Today, a key government watchdog released a fortuitously-timed report examining the bipartisan failure of America’s nation-building effort in Afghanistan. "What We Need to Learn: Lessons from Twenty Years of Afghanistan Reconstruction" by John Sopko, the Special Inspector General for Afghanistan (SIGAR), is a 122-page indictment of our bipartisan reconstruction mission, outlining key failures that successive administrations made in Afghanistan.
Among the key points:
— “The U.S. government did not understand the Afghan context and therefore failed to tailor its efforts accordingly.”
— “No single agency had the necessary mindset, expertise, and resources to develop and manage the strategy to rebuild Afghanistan.”
— “Billions of reconstruction dollars were wasted as projects went unused or fell into disrepair. Demands to make fast progress incentivized U.S. officials to identify and implement short-term projects with little consideration for host government capacity and long-term sustainability.”
The missteps recorded in today’s SIGAR report come as little surprise, considering the American military’s long, abysmal track-record of coercive nation building. But it is well worth reading.
We spent 20 years pursuing haphazard strategies aimed at ill-defined gains, subjecting millions of Afghans to violence, displacement, or death. Our inability (or unwillingness) to understand Afghanistan’s underlying ethnic, political and social dynamics left us incapable of building sustainable programs that could be led and administered by the Afghan people.
This report, arriving on the heels of a chaotic withdrawal, underscores the failure of our two-decade long military engagement, and should serve as a nail-in-the coffin for the nation building enterprise, particularly the notion that it could be accomplished through prolonged military engagement.
But I wouldn’t hold your breath.

● **Records provided**
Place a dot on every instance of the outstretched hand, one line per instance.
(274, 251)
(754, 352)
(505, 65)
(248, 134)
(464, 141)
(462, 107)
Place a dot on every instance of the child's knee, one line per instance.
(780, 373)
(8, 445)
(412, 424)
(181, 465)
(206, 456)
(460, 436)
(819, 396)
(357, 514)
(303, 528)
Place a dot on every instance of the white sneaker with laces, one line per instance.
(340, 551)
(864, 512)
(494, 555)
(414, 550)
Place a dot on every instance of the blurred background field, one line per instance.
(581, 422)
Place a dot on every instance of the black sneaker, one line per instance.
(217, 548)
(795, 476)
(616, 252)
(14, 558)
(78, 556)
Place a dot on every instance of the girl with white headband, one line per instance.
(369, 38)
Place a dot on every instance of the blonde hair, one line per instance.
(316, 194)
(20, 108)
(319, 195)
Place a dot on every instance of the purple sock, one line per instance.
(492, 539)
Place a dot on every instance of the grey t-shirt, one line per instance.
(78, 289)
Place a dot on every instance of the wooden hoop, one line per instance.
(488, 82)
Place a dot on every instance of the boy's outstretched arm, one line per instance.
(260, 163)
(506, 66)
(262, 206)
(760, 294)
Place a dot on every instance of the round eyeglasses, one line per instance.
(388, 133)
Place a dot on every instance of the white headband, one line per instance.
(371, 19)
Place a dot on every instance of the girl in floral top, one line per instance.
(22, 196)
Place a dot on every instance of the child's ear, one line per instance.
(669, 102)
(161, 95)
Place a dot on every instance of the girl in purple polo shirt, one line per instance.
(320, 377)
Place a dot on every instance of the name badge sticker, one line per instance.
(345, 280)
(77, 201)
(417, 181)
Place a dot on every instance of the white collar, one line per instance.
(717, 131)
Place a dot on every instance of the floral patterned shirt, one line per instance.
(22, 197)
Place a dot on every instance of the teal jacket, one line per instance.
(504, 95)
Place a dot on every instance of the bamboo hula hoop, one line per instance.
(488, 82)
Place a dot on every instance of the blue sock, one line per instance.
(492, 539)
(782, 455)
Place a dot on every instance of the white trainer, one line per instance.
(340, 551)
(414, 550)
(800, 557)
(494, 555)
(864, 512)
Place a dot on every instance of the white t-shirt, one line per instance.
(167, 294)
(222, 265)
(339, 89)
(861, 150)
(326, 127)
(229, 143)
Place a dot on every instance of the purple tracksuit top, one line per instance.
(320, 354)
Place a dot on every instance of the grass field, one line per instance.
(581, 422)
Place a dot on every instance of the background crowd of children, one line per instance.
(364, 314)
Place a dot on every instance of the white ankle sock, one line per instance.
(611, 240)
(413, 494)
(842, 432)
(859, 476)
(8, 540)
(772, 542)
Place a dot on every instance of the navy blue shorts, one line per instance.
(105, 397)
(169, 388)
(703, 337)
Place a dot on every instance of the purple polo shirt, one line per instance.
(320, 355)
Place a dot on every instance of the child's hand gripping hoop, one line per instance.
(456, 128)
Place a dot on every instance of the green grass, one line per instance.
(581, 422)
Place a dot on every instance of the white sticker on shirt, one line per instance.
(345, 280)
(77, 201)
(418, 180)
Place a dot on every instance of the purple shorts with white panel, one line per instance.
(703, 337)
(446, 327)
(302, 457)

● **List of tasks**
A. In the commentary on the SIGAR report, rewrite the passage starting with "The missteps recorded" and going on through "prolonged military engagement.", swapping "nation building" for "state building".
B. Which kinds of Afghan dynamics does the commentary on the SIGAR report say the United States failed to understand?
C. Please carry on the commentary on the SIGAR report past its final sentence.

● **Solved problems**
A.
The missteps recorded in today’s SIGAR report come as little surprise, considering the American military’s long, abysmal track-record of coercive state building. But it is well worth reading.
We spent 20 years pursuing haphazard strategies aimed at ill-defined gains, subjecting millions of Afghans to violence, displacement, or death. Our inability (or unwillingness) to understand Afghanistan’s underlying ethnic, political and social dynamics left us incapable of building sustainable programs that could be led and administered by the Afghan people.
This report, arriving on the heels of a chaotic withdrawal, underscores the failure of our two-decade long military engagement, and should serve as a nail-in-the coffin for the state building enterprise, particularly the notion that it could be accomplished through prolonged military engagement.

B. Ethnic, political, and social dynamics.

C.
Most politicians and media figures appear more concerned with dissecting the immediate, political implications of Biden’s mismanaged withdrawal than examining the incalculable costs of the last two decades. Any proper interrogation of the military-industrial complex that drives America to continue pursuing global hegemony — despite repeated, catastrophic failures — would implicate many of these same individuals. They helped to expend the billions of dollars and thousands of American lives that built the corrupt, ineffective institutions, and networks that SIGAR identifies here and that would fail to stand a fortnight on their own.
Those who seek to end America’s addiction to American military primacy should recognize the unique opportunity at hand to force a national reckoning with America’s failed foreign policy and the war machine that drives it.
This week, President Biden signaled that America can, in fact, choose to pursue a different path. Ending costly military interventions in Afghanistan makes room for the development of more enduring models of diplomacy and development-centered engagement in the Middle East and Central Asia. It also frees up precious resources that could be better spent on more existential obligations like fighting climate change or preparing for the next global pandemic.
But we can’t confuse what’s possible with what’s likely; until the American people grapple with the profound costs and consequences of our nation building projects, we are doomed to continue repeating the same bloody mistakes.